*DATA FOR ANALYSIS:*
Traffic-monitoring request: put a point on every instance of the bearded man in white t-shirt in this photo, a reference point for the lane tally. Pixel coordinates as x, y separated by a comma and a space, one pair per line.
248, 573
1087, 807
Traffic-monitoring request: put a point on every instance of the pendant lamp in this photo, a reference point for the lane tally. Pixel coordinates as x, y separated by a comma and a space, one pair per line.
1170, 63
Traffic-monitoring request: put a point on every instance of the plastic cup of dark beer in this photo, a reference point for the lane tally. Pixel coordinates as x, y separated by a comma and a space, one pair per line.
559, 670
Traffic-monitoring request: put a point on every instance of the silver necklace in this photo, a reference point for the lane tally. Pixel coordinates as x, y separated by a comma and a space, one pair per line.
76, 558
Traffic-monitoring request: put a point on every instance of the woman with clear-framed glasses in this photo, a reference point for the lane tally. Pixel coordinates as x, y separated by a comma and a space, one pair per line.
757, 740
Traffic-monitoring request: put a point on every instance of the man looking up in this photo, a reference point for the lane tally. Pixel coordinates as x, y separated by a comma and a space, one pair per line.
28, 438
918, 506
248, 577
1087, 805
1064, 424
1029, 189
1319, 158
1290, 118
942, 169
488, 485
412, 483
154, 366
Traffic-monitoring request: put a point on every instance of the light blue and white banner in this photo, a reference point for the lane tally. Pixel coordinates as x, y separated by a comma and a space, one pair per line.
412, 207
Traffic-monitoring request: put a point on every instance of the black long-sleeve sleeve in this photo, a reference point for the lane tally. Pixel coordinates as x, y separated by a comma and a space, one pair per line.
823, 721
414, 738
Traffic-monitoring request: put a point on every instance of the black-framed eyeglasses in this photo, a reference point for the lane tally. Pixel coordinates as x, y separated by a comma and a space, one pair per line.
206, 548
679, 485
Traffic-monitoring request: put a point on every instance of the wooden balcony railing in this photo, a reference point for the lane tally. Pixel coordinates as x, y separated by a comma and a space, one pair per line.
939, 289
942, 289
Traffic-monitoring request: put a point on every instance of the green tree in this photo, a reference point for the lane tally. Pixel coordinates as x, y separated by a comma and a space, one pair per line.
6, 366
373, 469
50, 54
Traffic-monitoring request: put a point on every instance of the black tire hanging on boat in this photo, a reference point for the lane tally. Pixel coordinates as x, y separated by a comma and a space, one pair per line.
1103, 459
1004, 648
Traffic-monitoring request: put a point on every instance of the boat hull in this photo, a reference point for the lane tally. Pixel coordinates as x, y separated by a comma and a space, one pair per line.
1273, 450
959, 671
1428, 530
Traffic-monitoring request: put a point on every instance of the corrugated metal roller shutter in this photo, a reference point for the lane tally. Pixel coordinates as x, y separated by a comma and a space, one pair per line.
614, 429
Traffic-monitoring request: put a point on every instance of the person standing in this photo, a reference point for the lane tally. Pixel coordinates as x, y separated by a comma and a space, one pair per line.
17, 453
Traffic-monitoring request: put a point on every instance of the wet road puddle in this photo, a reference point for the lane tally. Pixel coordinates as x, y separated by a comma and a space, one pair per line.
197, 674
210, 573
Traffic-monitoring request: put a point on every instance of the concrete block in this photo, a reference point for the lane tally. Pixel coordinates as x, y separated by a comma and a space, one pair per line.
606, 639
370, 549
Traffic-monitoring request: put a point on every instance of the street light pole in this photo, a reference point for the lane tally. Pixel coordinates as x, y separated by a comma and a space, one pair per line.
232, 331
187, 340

*WHAT YOU NEED TO DO:* Take the entries above and transcribe them exactly.

*EXERCISE OUTPUT:*
Traffic-monitoring request: put a point on every instance of the bearded man in white t-shirt in this photo, a reference point for the lane tally. Pixel coordinates as x, y separated by a comma and a space, one pair per line.
248, 573
1087, 807
Traffic-monitoring request: put a point on every instance of the pendant lamp in this photo, a reference point for the lane tally. Pixel coordinates as x, y separated by a comma and a space, one pair per line.
1170, 63
Traffic-monitoring request: put a point on every instance of the plastic cup of dark beer in this photo, a reference point for the lane tally. Pixel coordinates as x, y separated by a comma and a space, one pair per line.
559, 670
Traffic-monitoring request: put a point on every instance of the silver necklace in this photo, a reference point for the lane tally. Pixel coordinates as x, y separated by a comma and a space, one pair per line.
76, 558
Traffic-monitoring request: put a point on every instance of the woman with clear-framed glasses in this photo, a reference point for the lane tally. Pixel coordinates as x, y separated by a comma and a space, one pair per line.
757, 740
Traffic-monitoring request: put a point on every instance of the man looking up in this photo, a reference point for the lane tally. Pixel coordinates as x, y separated by a comma and a space, one pair per line.
28, 438
918, 506
248, 577
1087, 805
1064, 424
1029, 189
1319, 158
1290, 118
942, 169
488, 485
412, 483
154, 366
Traffic-monitoring request: put a point on every instance of the light blue and white banner in this photo, a reference point for the lane tally. Pixel coordinates as x, y separated by a comma and a space, one pair per line.
412, 207
Traffic-monitoring request: put a point on every instance of the black long-sleeve sleeve in this photo, a reference point for the lane tally. Pixel coordinates as x, y separated by a comma and a space, one pair per line.
823, 721
414, 738
Traffic-monitoring request: put a point on every instance of the black-framed eyeglasses in this photo, a reference point for the lane tally. Pixel coordinates as x, y separated by a comma and a space, one pair per line.
206, 548
679, 485
Traffic-monitoring request: put a point on every instance of the wooden balcony railing in this photo, a reference point for the lane tally. Pixel coordinates as x, y separated by a comma and a space, one pair per line.
939, 289
942, 289
Traffic-monitoring request: put a point on every instance of the green tree in this photo, a reference point for the lane tally. Pixel coordinates as x, y separated by a comma and a space, one pair per line.
6, 366
373, 469
50, 54
Traffic-monitoring request: put a point on every instance of the black tire hanging on boat in this photo, a reference point for the lane tally. Pixel coordinates as x, y separated by a comma and a space, one pair per line.
1103, 459
1004, 648
Traffic-monitoring request: put a point on every instance of the boat hull in this photo, a reference point for the lane tally. Pixel coordinates as x, y separated by a comma and a space, one pair per line.
1273, 450
959, 671
1428, 530
Traffic-monitoring request: put a point on every instance of the corrugated metal roller shutter in this photo, a reference point for the lane tally. Pixel coordinates as x, y separated by a comma and a space, one pair per line.
614, 429
Traffic-monitoring request: put a point on every instance of the person standing in this photo, a reference point for the lane tally. Pixel coordinates as x, y separated by a comma and a space, one pair per line.
17, 453
Traffic-monitoring request: put a point on every instance of the wet road puddle in this photo, a reference point for the lane tally. Pixel coordinates as x, y separated by a comma and a space, one pair per line.
197, 674
210, 573
Traffic-monitoring request: put a point on every instance of the concrete block in this photo, a reference point for the lane tally. Pixel coordinates as x, y separated by a comma and a space, one pair per line.
606, 639
370, 549
Traffic-monitoring request: put a point on every instance of the street light pole in this photo, a reference point for the lane tally. Pixel coordinates as x, y separated by a comma and a space, one pair per line.
232, 331
187, 340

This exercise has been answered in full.